### Assigned task
Your answer should hold all lines of the entries that include the word "brick".

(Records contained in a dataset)
------------------------------------------------------------------------
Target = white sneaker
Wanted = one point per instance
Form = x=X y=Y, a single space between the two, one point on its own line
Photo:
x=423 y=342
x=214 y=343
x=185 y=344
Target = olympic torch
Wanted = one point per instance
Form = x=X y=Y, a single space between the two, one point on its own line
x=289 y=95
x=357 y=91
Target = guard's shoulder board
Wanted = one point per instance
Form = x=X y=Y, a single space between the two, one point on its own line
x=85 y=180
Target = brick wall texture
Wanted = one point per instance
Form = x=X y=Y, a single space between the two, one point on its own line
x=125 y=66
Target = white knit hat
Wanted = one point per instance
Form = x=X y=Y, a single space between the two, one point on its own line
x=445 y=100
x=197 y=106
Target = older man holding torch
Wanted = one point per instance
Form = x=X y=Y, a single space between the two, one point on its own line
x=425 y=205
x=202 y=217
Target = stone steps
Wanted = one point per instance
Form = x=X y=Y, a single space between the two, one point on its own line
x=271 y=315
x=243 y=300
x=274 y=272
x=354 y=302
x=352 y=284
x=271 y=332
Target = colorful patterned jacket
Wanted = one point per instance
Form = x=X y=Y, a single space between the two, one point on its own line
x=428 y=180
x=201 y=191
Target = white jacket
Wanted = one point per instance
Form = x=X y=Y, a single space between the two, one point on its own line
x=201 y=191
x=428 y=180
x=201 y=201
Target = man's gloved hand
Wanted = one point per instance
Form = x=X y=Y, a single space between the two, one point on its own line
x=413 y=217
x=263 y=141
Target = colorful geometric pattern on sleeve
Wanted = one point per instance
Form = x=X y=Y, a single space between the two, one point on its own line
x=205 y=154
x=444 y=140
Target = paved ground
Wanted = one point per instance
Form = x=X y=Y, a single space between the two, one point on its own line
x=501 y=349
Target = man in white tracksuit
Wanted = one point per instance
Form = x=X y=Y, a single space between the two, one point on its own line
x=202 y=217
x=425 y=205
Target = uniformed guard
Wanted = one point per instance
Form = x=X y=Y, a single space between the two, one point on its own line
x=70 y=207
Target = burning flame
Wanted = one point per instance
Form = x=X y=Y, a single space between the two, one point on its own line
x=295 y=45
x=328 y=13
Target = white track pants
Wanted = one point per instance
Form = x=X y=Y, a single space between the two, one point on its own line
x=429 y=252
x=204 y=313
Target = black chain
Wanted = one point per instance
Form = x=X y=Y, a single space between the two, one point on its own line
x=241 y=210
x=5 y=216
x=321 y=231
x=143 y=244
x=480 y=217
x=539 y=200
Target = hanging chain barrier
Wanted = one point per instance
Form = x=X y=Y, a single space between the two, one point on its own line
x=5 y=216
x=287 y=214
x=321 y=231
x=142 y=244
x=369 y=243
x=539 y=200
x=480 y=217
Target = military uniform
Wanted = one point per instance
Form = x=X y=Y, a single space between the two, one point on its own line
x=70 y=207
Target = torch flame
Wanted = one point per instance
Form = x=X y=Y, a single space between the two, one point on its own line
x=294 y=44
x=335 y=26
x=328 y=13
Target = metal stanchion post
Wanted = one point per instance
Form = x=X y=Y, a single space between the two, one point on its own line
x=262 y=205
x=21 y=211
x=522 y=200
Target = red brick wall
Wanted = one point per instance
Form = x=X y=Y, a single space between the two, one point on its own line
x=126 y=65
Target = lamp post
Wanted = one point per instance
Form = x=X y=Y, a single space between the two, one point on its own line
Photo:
------------------------------------------------------------------------
### Worked solution
Target = brick wall texture
Target = red brick wall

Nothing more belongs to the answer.